Image object location entries:
## BEGIN
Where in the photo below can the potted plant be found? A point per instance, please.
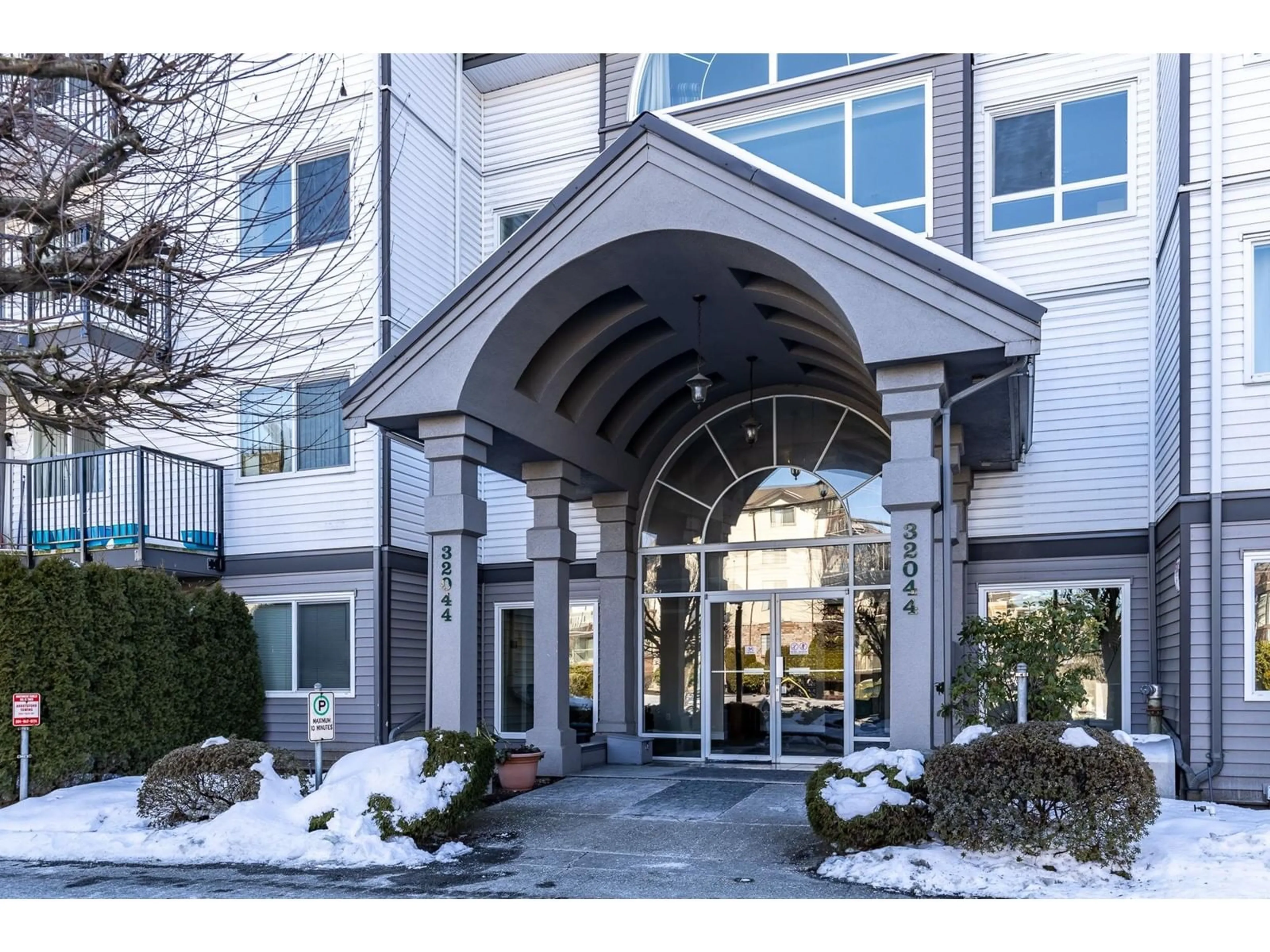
(517, 766)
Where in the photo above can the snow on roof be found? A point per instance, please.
(851, 207)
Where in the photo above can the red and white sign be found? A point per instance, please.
(26, 710)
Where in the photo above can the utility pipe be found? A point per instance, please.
(1216, 754)
(1019, 366)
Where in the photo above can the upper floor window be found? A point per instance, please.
(298, 205)
(873, 149)
(293, 427)
(1258, 306)
(676, 79)
(1065, 162)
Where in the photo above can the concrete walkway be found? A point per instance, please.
(613, 832)
(655, 832)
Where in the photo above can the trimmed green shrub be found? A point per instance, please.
(476, 753)
(1023, 789)
(196, 784)
(227, 689)
(887, 824)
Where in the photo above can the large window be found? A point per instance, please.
(873, 150)
(1064, 162)
(1105, 695)
(514, 692)
(1256, 626)
(305, 642)
(298, 205)
(1256, 302)
(293, 427)
(677, 79)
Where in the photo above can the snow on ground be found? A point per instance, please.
(100, 822)
(1188, 853)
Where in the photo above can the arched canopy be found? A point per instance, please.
(667, 80)
(815, 473)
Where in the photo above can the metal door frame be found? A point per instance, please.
(775, 668)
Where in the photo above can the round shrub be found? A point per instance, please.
(474, 753)
(200, 782)
(868, 800)
(1025, 789)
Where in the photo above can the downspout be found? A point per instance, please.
(1216, 753)
(1019, 366)
(383, 621)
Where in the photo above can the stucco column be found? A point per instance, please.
(455, 520)
(552, 547)
(618, 652)
(911, 399)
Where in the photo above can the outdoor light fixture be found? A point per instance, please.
(699, 384)
(751, 426)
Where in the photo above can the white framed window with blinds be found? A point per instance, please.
(293, 427)
(305, 640)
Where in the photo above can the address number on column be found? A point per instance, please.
(447, 584)
(910, 567)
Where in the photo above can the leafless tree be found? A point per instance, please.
(150, 268)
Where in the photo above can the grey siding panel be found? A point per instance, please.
(1057, 572)
(947, 121)
(1169, 626)
(408, 488)
(408, 645)
(1246, 724)
(285, 720)
(500, 593)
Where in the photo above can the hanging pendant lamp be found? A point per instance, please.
(751, 426)
(699, 384)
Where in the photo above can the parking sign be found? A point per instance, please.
(322, 716)
(26, 710)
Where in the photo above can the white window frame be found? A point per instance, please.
(1251, 243)
(1033, 106)
(1250, 685)
(500, 214)
(845, 99)
(294, 384)
(1126, 587)
(498, 660)
(294, 164)
(773, 83)
(351, 597)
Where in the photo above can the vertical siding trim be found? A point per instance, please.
(1184, 687)
(968, 155)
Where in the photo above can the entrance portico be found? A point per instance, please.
(563, 361)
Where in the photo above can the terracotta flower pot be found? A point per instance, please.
(520, 771)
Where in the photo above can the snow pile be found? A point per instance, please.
(100, 823)
(851, 799)
(1187, 853)
(973, 733)
(1078, 738)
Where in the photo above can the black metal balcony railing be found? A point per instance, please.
(107, 499)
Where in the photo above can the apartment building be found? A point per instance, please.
(701, 397)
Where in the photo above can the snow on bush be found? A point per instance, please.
(870, 799)
(100, 822)
(1042, 787)
(973, 733)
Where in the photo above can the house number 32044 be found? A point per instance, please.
(910, 567)
(447, 572)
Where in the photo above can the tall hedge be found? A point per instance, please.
(129, 666)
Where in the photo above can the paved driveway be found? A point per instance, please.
(614, 832)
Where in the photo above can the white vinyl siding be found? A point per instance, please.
(538, 138)
(1245, 220)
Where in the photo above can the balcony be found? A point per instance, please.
(124, 507)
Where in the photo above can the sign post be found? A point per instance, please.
(322, 725)
(26, 715)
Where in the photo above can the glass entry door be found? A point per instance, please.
(778, 677)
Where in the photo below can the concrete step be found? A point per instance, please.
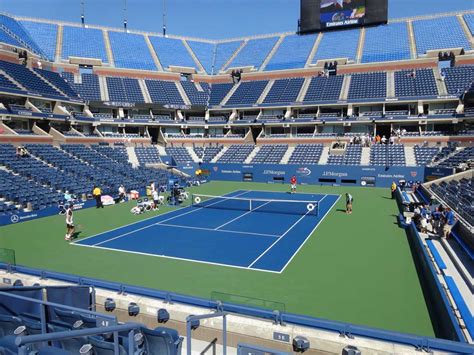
(345, 87)
(132, 157)
(232, 57)
(229, 94)
(193, 154)
(390, 84)
(59, 44)
(287, 156)
(440, 84)
(411, 36)
(303, 90)
(104, 90)
(324, 156)
(265, 91)
(365, 158)
(314, 50)
(252, 155)
(183, 93)
(272, 52)
(360, 47)
(410, 158)
(108, 48)
(156, 60)
(145, 92)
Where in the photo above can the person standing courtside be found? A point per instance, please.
(69, 222)
(293, 184)
(393, 189)
(97, 193)
(349, 200)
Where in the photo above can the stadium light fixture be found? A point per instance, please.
(109, 305)
(300, 344)
(162, 316)
(133, 309)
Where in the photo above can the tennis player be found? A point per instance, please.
(349, 200)
(69, 222)
(293, 183)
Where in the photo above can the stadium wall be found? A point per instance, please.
(441, 314)
(375, 176)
## END
- Problem description
Copy all the data exactly as written, but skip any picture.

- Answer to the task
Where in the photo below can the potted plant be found? A point per instance, please.
(517, 766)
Where in the photo above can the snow on roof be found? A point per instance, please.
(851, 207)
Where in the photo above can the red and white sign be found? A point per instance, please.
(26, 710)
Where in the photo above can the utility pipe be found? A point per instance, please.
(1216, 754)
(1019, 366)
Where in the photo above can the upper floor window be found? A point per instance, please.
(298, 205)
(873, 149)
(293, 427)
(1258, 306)
(676, 79)
(1065, 162)
Where in the photo above can the concrete walkway be found? A point per instance, please.
(613, 832)
(655, 832)
Where in the photo above can the trimmed green shrub be found? A point per instance, please.
(476, 753)
(1023, 789)
(196, 784)
(227, 689)
(887, 824)
Where in the photo above can the large window be found? A point per instance, please.
(873, 150)
(1064, 162)
(1105, 695)
(514, 692)
(1256, 626)
(305, 642)
(298, 205)
(1256, 302)
(293, 427)
(677, 79)
Where in the photo above can the snow on ground be found? A point per instance, please.
(100, 822)
(1188, 853)
Where in the photo above can the arched canopy be found? A point per instance, please.
(667, 80)
(815, 473)
Where in the photo above can the metal door frame be found? A point per instance, please.
(775, 668)
Where in the photo above can the round shrub be found? A point per instance, please.
(474, 753)
(200, 782)
(868, 800)
(1025, 789)
Where in the photo above can the downspout be found? A point per instance, please.
(1216, 753)
(1019, 366)
(383, 621)
Where in the photo above can the stucco column be found? A point per instance, please.
(455, 520)
(552, 547)
(618, 652)
(911, 399)
Where in the photo above can the outdoor light fixture be found? A point per instance, please.
(699, 384)
(751, 426)
Where in the photo above can the white framed window with blinds be found? A point per instance, please.
(293, 427)
(305, 640)
Where in the photo above can the address number on column be found? A point per instance, please.
(447, 584)
(910, 567)
Where in the photo above can the leafless tree be found? A point per instance, please.
(150, 268)
Where in the photo above can the grey siding panel be found? A point per instance, please.
(1057, 572)
(947, 121)
(1169, 626)
(408, 488)
(408, 645)
(1246, 724)
(285, 720)
(500, 593)
Where in the photo above can the hanging pendant lamp be found? A point per instance, please.
(751, 426)
(699, 384)
Where in the photo above can the parking sign be found? A point per instance, please.
(322, 716)
(26, 710)
Where in the photo above can the white window frame be found? A point per instance, please.
(1251, 243)
(1033, 106)
(1250, 685)
(500, 214)
(845, 99)
(294, 384)
(1126, 587)
(498, 660)
(294, 164)
(773, 83)
(351, 597)
Where in the photo above can the vertical siding trim be found? A point per instance, please.
(1184, 687)
(968, 155)
Where in the photo above can the entrance portico be found? A point per instance, please.
(563, 361)
Where in the photo above can the terracotta flower pot be found? A point per instance, please.
(520, 771)
Where in the photo above can the snow pile be found? A point per instance, please.
(100, 823)
(851, 799)
(1187, 853)
(973, 733)
(1078, 738)
Where in the photo above can the black metal balcony railing be found? A point per instance, please.
(107, 499)
Where in the photo above can the apartment building be found? A point per instance, please.
(701, 397)
Where in the photo above can the snow on bush be found? A point per instance, please.
(870, 799)
(100, 822)
(1042, 787)
(973, 733)
Where in the photo above can the house number 32044 be found? A point per instance, please.
(910, 567)
(447, 572)
Where in the photo above can the tall hedge be found? A point per instance, please.
(129, 666)
Where in the photo above can the paved driveway be found? A point per instance, please.
(614, 832)
Where in the photo above can the white vinyl siding be found? A point per instance, please.
(538, 138)
(1245, 220)
Where in the photo above can the balcony be found? A point per instance, please.
(124, 507)
Where in the photo above can the sign post be found? A point per instance, please.
(322, 725)
(26, 715)
Where in the photo above can the glass entry door be found? A point per instance, please.
(778, 677)
Where in the photo below can the concrete step be found? A point per instance, please.
(345, 87)
(132, 157)
(232, 57)
(229, 94)
(193, 154)
(390, 84)
(59, 44)
(287, 156)
(440, 84)
(411, 36)
(303, 90)
(104, 90)
(324, 156)
(265, 91)
(365, 158)
(314, 50)
(252, 155)
(183, 93)
(272, 52)
(360, 47)
(410, 158)
(108, 48)
(156, 60)
(145, 92)
Where in the photo above can the person standing courtside be found? A point per instance, please.
(69, 222)
(293, 184)
(393, 189)
(97, 193)
(349, 200)
Where in the photo above can the stadium light fixture be found? A point per instance, please.
(109, 305)
(300, 344)
(162, 316)
(133, 309)
Where in the photo above can the tennis player be found? A point per instance, please.
(349, 200)
(69, 222)
(293, 183)
Where in the photo above can the stadium wall be found? A point per instance, please.
(441, 314)
(375, 176)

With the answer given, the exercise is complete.